### Problem
Reproduce each of the following entries line for line, without altering any character.

========

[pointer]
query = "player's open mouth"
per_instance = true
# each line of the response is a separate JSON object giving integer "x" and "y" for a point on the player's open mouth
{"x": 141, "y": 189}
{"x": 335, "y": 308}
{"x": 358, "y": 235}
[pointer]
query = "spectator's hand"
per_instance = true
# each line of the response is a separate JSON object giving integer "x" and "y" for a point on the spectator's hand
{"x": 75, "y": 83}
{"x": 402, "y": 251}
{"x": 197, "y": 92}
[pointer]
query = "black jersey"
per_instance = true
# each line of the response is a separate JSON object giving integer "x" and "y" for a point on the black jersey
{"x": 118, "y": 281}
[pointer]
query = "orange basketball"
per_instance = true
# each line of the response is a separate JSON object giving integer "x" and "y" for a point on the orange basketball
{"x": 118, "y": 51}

========

### Final result
[pointer]
query = "player's open mouth"
per_instance = true
# each line of the response is a separate JSON object giving integer "x" and "y" for a point on the player's open mouth
{"x": 141, "y": 189}
{"x": 335, "y": 308}
{"x": 358, "y": 235}
[pointer]
query = "spectator's hand"
per_instance = true
# each line of the response is a separate JSON object giving integer "x" and "y" for a point on the spectator's hand
{"x": 75, "y": 83}
{"x": 402, "y": 251}
{"x": 197, "y": 92}
[pointer]
query = "black jersey"
per_instance = true
# each line of the response is a separate JSON object giving integer "x" and "y" for a point on the black jersey
{"x": 118, "y": 281}
[pointer]
query = "orange basketball"
per_instance = true
# each line of the response is a separate JSON object giving integer "x" and "y" for a point on the orange basketball
{"x": 118, "y": 51}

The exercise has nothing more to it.